_EXERCISE OBJECTIVE_. Each entry in the listing below should be restated word for word.

-------------------------

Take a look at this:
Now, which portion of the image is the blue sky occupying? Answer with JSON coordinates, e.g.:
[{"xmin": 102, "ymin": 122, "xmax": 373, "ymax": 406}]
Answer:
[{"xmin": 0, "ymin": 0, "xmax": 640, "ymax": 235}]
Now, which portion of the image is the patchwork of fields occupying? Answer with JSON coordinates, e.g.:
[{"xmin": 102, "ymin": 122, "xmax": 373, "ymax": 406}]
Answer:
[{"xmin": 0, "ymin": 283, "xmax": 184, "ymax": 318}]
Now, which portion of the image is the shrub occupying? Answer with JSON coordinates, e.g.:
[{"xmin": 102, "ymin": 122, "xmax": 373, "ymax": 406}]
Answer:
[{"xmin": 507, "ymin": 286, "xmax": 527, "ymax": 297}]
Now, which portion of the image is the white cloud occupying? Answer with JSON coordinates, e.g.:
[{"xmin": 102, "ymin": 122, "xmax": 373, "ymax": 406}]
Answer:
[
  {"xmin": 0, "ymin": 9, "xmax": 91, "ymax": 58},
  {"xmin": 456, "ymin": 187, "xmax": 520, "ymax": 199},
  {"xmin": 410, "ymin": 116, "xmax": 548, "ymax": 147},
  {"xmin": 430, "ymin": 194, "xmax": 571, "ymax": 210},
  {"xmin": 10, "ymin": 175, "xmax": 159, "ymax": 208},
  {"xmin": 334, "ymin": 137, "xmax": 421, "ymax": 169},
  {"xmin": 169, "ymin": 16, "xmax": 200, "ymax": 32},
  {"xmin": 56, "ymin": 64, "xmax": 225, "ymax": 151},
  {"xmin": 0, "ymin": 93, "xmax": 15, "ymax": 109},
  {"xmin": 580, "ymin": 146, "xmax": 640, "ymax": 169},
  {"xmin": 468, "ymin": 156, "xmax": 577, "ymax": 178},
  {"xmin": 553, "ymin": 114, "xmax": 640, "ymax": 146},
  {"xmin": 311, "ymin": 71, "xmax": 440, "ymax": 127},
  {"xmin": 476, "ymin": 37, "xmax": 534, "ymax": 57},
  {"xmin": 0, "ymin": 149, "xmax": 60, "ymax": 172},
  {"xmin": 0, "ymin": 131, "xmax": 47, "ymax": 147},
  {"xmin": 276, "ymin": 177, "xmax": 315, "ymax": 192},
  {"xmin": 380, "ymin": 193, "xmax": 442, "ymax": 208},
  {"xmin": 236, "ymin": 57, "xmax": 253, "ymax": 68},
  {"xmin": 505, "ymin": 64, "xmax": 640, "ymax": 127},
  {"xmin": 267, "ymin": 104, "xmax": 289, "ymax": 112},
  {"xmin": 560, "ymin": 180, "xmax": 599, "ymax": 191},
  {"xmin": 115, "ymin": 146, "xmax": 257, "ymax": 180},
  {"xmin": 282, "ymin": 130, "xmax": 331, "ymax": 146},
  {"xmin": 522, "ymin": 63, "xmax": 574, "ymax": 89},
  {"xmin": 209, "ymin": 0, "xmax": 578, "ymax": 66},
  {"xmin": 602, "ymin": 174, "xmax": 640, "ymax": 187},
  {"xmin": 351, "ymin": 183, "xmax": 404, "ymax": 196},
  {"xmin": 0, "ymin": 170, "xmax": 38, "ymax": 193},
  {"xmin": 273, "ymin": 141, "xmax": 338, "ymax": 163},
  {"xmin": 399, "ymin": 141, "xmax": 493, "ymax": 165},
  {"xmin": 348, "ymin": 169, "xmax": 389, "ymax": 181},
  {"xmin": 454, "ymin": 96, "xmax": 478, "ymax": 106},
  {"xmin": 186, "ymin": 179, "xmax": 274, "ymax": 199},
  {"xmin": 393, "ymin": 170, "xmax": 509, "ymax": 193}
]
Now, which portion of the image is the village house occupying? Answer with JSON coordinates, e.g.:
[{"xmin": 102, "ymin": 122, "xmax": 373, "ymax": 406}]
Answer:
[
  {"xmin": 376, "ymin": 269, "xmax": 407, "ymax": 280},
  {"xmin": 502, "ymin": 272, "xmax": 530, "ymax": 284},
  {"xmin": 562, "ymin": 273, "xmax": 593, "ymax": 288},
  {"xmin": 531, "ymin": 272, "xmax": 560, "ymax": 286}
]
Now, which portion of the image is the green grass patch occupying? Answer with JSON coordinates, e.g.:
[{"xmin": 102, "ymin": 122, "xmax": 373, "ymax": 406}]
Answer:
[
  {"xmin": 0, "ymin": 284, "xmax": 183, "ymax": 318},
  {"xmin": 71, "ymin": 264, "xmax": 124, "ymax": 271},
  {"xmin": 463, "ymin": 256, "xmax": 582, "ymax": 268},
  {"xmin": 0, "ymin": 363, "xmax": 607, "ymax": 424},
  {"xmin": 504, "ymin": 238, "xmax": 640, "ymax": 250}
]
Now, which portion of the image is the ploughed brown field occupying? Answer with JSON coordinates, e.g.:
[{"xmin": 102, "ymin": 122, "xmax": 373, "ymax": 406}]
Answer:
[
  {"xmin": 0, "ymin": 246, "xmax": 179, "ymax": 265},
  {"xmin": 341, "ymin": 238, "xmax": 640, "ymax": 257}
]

-------------------------

_SOLUTION FOR THIS PROBLEM_.
Take a look at this:
Now, which portion of the image is the blue sky occupying? Answer with JSON coordinates, e.g.:
[{"xmin": 102, "ymin": 122, "xmax": 373, "ymax": 406}]
Answer:
[{"xmin": 0, "ymin": 0, "xmax": 640, "ymax": 235}]
Now, which portion of the image is the patchwork of fields occupying? Answer with JSON coordinates, e.g.:
[{"xmin": 102, "ymin": 122, "xmax": 373, "ymax": 406}]
Answer:
[{"xmin": 0, "ymin": 283, "xmax": 184, "ymax": 318}]
Now, which portion of the image is the shrub occupying? Answer with JSON coordinates, e.g.:
[{"xmin": 102, "ymin": 122, "xmax": 373, "ymax": 406}]
Answer:
[{"xmin": 507, "ymin": 286, "xmax": 527, "ymax": 297}]
Now, which portion of the image is the white cloud occupying? Answer with JSON coordinates, e.g.:
[{"xmin": 102, "ymin": 122, "xmax": 373, "ymax": 406}]
Answer:
[
  {"xmin": 0, "ymin": 9, "xmax": 91, "ymax": 58},
  {"xmin": 456, "ymin": 187, "xmax": 520, "ymax": 199},
  {"xmin": 410, "ymin": 116, "xmax": 548, "ymax": 147},
  {"xmin": 430, "ymin": 194, "xmax": 571, "ymax": 210},
  {"xmin": 10, "ymin": 175, "xmax": 159, "ymax": 208},
  {"xmin": 334, "ymin": 137, "xmax": 421, "ymax": 169},
  {"xmin": 169, "ymin": 16, "xmax": 200, "ymax": 32},
  {"xmin": 56, "ymin": 64, "xmax": 225, "ymax": 151},
  {"xmin": 0, "ymin": 93, "xmax": 15, "ymax": 109},
  {"xmin": 580, "ymin": 146, "xmax": 640, "ymax": 169},
  {"xmin": 468, "ymin": 156, "xmax": 577, "ymax": 178},
  {"xmin": 553, "ymin": 114, "xmax": 640, "ymax": 146},
  {"xmin": 311, "ymin": 71, "xmax": 440, "ymax": 127},
  {"xmin": 476, "ymin": 37, "xmax": 534, "ymax": 57},
  {"xmin": 0, "ymin": 149, "xmax": 60, "ymax": 172},
  {"xmin": 0, "ymin": 131, "xmax": 47, "ymax": 147},
  {"xmin": 276, "ymin": 177, "xmax": 315, "ymax": 192},
  {"xmin": 380, "ymin": 193, "xmax": 442, "ymax": 208},
  {"xmin": 236, "ymin": 57, "xmax": 253, "ymax": 68},
  {"xmin": 505, "ymin": 64, "xmax": 640, "ymax": 127},
  {"xmin": 267, "ymin": 104, "xmax": 289, "ymax": 112},
  {"xmin": 560, "ymin": 180, "xmax": 599, "ymax": 191},
  {"xmin": 115, "ymin": 146, "xmax": 257, "ymax": 180},
  {"xmin": 282, "ymin": 130, "xmax": 331, "ymax": 146},
  {"xmin": 522, "ymin": 63, "xmax": 574, "ymax": 89},
  {"xmin": 209, "ymin": 0, "xmax": 578, "ymax": 66},
  {"xmin": 602, "ymin": 174, "xmax": 640, "ymax": 187},
  {"xmin": 351, "ymin": 183, "xmax": 404, "ymax": 196},
  {"xmin": 0, "ymin": 170, "xmax": 38, "ymax": 193},
  {"xmin": 273, "ymin": 141, "xmax": 338, "ymax": 163},
  {"xmin": 399, "ymin": 141, "xmax": 493, "ymax": 165},
  {"xmin": 348, "ymin": 169, "xmax": 389, "ymax": 181},
  {"xmin": 454, "ymin": 96, "xmax": 478, "ymax": 106},
  {"xmin": 186, "ymin": 179, "xmax": 274, "ymax": 199},
  {"xmin": 393, "ymin": 170, "xmax": 509, "ymax": 193}
]
Now, which portion of the image is the village house occupying? Answer with JSON coordinates, e.g.:
[{"xmin": 102, "ymin": 122, "xmax": 373, "ymax": 406}]
Answer:
[
  {"xmin": 376, "ymin": 269, "xmax": 407, "ymax": 280},
  {"xmin": 502, "ymin": 272, "xmax": 530, "ymax": 284},
  {"xmin": 562, "ymin": 273, "xmax": 593, "ymax": 288},
  {"xmin": 531, "ymin": 272, "xmax": 560, "ymax": 286}
]
Now, which portion of the image is the green grass patch occupying? Answer with JSON coordinates, e.g.:
[{"xmin": 102, "ymin": 122, "xmax": 373, "ymax": 406}]
Answer:
[
  {"xmin": 0, "ymin": 284, "xmax": 183, "ymax": 318},
  {"xmin": 71, "ymin": 264, "xmax": 124, "ymax": 271},
  {"xmin": 463, "ymin": 256, "xmax": 582, "ymax": 268},
  {"xmin": 0, "ymin": 363, "xmax": 607, "ymax": 424},
  {"xmin": 504, "ymin": 238, "xmax": 640, "ymax": 250}
]
Now, which portion of the image is the ploughed brown field occupying? Answer with JSON coordinates, e.g.:
[{"xmin": 102, "ymin": 122, "xmax": 373, "ymax": 406}]
Answer:
[
  {"xmin": 0, "ymin": 246, "xmax": 179, "ymax": 265},
  {"xmin": 341, "ymin": 238, "xmax": 640, "ymax": 257}
]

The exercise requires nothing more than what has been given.